*** Opening of Passage to read ***
More and more states are introducing legislation that allows for the legalization of marijuana for patient's use under a doctor's supervision for the treatment of illnesses and diseases. Washington, Alaska, Oregon, and Colorado have also passed bills for the legalization of cannabis for recreational use, and studies show that many Americans favor these types of laws. With the changing attitudes about marijuana, many people are wondering why marijuana became illegal in the first place and when it happened. The answer is pretty surprising, as you'll soon find out.
When Did Marijuana Become Illegal and Why?
A brief look back into the history of marijuana reveals that anti-immigrant sentiments were largely responsible for the ban on marijuana. During the early 1900s, a wave of immigrants left Mexico bound for the United States, fleeing the ravages of the Mexican Revolution. Many of these immigrants brought with them the tradition of smoking marijuana in order to relax. They called their herbal remedy "marijuana".
In parts of the South, particularly in Louisiana and Texas, the immigrant populations concerned residents. Illegal activities were often falsely blamed on Mexicans, and people began pushing lawmakers to find a way to stop Mexicans from entering the country, and to deport the ones who were already here. The marijuana that they smoked became the perfect solution. A movement for a ban on the plant began during the early 1930s.
What most people who were in favor of the marijuana ban didn't realize was that many Americans were actually using marijuana! At that time, "cannabis" was a common remedy found in many over-the-counter medications, but people failed to realize the ingredient was the same as "marijuana".
In 1937, lawmakers succeeded in the first ban on marijuana with the passage of the Marijuana Tax Act. Under the law, anyone in possession of marijuana, cannabis, or even hemp could be fined as much as $2000 and put in jail for up to 5 years.
*** Close of Passage to read ***
## List of tasks:
(a) Answer these questions from the passage on the marijuana ban:
(i) Which four states have passed bills legalizing cannabis for recreational use?
(ii) What were the immigrants who left Mexico in the early 1900s fleeing?
(iii) Under the Marijuana Tax Act, what were the maximum fine and jail term for possessing marijuana, cannabis, or hemp?
(b) Edit the passage on the marijuana ban, starting with "When Did Marijuana" and going on through "the early 1930s.", so that "revolution in Mexico" takes the place of "Mexican Revolution".
(c) Rewrite the paragraph of the passage on the marijuana ban that begins "In parts of the South" as a bulleted list that keeps its main facts.
*** Opening of Excerpted data ***
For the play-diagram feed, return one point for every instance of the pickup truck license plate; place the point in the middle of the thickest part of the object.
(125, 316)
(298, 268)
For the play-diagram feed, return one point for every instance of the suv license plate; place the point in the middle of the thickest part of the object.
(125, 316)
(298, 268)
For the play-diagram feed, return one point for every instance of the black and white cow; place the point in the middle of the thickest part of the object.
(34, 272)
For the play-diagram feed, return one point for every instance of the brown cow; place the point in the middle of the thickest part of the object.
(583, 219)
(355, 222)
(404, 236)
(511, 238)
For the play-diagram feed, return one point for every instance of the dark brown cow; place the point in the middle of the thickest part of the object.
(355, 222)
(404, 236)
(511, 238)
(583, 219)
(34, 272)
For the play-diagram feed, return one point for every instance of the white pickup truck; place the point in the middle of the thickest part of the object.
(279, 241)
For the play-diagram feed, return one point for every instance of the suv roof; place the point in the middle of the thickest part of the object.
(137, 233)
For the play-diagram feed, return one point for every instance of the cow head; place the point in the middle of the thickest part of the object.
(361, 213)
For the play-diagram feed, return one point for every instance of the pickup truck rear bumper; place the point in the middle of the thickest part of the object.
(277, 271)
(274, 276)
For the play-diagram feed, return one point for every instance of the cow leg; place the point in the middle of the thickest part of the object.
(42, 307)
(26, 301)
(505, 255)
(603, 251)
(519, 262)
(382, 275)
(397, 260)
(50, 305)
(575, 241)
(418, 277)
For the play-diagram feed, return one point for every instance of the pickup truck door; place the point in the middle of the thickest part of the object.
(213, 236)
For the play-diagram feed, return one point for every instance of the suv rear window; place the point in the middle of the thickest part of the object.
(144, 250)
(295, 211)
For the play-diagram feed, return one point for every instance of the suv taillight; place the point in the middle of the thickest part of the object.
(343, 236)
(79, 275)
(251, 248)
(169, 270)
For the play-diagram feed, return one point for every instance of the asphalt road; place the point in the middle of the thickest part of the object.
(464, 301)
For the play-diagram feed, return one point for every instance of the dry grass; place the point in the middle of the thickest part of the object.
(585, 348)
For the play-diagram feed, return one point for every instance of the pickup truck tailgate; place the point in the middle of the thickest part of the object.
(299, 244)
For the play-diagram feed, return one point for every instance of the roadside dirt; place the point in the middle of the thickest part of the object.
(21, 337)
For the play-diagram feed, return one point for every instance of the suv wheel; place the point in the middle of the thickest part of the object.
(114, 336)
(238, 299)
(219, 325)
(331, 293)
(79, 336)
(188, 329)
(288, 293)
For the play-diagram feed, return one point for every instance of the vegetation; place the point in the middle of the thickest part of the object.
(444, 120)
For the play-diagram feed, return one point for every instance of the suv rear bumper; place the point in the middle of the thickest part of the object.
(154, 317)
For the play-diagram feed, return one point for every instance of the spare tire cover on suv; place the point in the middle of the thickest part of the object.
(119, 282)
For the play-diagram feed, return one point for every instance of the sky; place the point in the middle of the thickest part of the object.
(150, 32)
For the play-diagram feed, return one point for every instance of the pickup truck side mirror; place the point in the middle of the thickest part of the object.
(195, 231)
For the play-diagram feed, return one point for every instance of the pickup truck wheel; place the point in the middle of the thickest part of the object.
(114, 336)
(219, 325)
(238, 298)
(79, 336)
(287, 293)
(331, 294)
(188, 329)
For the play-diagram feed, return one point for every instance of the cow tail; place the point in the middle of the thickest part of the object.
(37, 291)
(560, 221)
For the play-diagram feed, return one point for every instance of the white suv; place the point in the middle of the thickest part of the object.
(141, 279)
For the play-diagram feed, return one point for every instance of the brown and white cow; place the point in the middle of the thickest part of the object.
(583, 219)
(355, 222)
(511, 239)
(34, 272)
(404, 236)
*** Close of Excerpted data ***
## Task-by-task results:
(a)
(i) Washington, Alaska, Oregon, and Colorado
(ii) The ravages of the Mexican Revolution
(iii) A fine of as much as $2000 and up to 5 years in jail

(b)
When Did Marijuana Become Illegal and Why?
A brief look back into the history of marijuana reveals that anti-immigrant sentiments were largely responsible for the ban on marijuana. During the early 1900s, a wave of immigrants left Mexico bound for the United States, fleeing the ravages of the revolution in Mexico. Many of these immigrants brought with them the tradition of smoking marijuana in order to relax. They called their herbal remedy "marijuana".
In parts of the South, particularly in Louisiana and Texas, the immigrant populations concerned residents. Illegal activities were often falsely blamed on Mexicans, and people began pushing lawmakers to find a way to stop Mexicans from entering the country, and to deport the ones who were already here. The marijuana that they smoked became the perfect solution. A movement for a ban on the plant began during the early 1930s.

(c)
- In parts of the South, especially Louisiana and Texas, immigrant populations concerned residents.
- Illegal activities were often falsely blamed on Mexicans.
- People pushed lawmakers to stop Mexicans from entering the country and to deport those already here.
- The marijuana the immigrants smoked became the perfect solution.
- A movement to ban the plant began in the early 1930s.